(RECORDS FOR THE TASK begins)
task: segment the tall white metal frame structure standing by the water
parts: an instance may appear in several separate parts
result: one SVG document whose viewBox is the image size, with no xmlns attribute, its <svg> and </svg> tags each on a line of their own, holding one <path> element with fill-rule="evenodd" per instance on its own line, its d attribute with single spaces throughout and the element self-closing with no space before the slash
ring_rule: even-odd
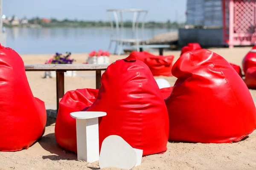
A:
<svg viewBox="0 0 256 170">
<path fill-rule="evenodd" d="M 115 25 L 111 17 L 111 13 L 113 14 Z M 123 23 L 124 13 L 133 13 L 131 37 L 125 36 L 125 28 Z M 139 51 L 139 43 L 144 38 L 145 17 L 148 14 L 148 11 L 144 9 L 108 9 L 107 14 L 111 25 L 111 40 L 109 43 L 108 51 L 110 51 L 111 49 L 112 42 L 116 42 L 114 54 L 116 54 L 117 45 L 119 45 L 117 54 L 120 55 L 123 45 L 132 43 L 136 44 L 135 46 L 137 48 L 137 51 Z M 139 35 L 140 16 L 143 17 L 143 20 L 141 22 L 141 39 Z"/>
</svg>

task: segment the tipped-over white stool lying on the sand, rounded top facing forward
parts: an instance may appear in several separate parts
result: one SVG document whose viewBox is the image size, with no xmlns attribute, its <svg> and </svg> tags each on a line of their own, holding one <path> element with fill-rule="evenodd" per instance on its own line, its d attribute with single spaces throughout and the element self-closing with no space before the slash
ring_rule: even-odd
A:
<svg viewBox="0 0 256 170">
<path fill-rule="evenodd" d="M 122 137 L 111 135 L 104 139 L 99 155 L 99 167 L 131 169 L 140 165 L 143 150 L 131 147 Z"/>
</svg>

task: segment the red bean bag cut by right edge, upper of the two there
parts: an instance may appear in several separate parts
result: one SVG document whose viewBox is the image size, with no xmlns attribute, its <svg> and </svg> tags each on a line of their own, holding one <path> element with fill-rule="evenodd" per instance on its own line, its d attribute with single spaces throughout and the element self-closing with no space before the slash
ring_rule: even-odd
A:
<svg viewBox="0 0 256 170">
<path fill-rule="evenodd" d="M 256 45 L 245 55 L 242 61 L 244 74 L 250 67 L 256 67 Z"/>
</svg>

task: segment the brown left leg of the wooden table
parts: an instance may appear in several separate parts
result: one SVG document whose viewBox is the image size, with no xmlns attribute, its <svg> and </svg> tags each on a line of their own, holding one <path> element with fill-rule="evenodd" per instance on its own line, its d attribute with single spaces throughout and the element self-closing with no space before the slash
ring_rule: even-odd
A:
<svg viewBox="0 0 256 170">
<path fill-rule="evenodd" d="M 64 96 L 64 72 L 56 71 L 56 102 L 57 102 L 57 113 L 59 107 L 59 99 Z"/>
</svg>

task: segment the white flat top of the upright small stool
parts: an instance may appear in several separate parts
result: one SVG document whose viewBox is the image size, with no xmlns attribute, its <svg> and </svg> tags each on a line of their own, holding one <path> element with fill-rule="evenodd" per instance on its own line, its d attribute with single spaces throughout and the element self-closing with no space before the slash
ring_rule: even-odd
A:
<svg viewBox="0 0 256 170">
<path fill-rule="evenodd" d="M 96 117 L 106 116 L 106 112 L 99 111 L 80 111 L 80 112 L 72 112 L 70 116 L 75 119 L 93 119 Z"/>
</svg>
(RECORDS FOR THE TASK ends)
(RECORDS FOR THE TASK begins)
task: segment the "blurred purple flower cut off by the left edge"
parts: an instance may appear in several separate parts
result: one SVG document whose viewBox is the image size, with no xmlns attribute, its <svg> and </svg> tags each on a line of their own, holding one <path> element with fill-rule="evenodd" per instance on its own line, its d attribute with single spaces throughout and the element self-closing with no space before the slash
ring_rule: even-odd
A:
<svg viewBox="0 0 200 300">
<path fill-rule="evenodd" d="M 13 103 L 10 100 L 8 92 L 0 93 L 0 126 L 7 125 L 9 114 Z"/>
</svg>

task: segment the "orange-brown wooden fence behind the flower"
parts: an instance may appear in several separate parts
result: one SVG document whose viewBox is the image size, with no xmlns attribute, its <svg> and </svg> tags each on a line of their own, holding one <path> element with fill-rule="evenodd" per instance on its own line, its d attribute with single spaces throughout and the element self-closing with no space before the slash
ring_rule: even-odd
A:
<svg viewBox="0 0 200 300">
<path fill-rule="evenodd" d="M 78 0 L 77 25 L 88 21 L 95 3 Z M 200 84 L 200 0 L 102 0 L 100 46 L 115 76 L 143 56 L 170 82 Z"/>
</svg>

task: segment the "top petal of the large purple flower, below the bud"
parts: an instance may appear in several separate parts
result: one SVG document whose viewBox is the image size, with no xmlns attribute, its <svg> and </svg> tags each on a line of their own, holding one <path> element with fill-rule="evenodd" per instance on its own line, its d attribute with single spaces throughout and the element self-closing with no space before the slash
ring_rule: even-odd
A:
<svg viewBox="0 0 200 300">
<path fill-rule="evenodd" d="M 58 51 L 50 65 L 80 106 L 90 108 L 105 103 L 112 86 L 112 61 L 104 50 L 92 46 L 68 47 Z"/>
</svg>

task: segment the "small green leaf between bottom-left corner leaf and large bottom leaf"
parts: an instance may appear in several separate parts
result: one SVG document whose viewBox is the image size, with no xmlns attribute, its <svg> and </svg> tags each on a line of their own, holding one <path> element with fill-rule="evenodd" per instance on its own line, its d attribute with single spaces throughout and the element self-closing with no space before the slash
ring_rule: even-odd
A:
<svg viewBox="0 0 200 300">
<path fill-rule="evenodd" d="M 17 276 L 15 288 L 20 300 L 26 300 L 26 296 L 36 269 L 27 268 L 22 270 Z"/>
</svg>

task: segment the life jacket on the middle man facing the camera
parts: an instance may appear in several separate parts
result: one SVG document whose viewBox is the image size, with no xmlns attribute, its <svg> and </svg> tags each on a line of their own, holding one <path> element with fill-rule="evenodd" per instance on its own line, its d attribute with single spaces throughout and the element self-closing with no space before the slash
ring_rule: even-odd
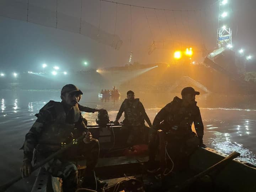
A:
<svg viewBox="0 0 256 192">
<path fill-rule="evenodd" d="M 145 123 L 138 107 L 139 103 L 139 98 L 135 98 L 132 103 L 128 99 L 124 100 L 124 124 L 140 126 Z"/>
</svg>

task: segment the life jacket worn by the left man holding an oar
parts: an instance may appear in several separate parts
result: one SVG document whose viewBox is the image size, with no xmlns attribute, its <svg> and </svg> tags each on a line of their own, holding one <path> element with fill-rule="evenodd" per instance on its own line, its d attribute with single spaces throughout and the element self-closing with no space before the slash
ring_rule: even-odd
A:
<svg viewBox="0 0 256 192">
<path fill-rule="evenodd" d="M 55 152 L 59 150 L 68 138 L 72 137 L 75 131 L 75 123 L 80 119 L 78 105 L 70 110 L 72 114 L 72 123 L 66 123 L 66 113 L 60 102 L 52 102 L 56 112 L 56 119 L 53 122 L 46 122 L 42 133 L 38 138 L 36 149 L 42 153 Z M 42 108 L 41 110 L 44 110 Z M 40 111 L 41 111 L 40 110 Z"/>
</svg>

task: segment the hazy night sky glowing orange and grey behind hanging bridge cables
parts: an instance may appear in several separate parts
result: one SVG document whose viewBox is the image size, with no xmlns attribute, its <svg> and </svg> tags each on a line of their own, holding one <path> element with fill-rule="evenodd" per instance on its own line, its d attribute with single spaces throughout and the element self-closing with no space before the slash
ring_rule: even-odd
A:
(RECORDS FOR THE TASK ends)
Pull out all lines in the data above that include "purple".

task: segment the "blurred purple flower cut off by the left edge"
task: segment the "top petal of the large purple flower, below the bud"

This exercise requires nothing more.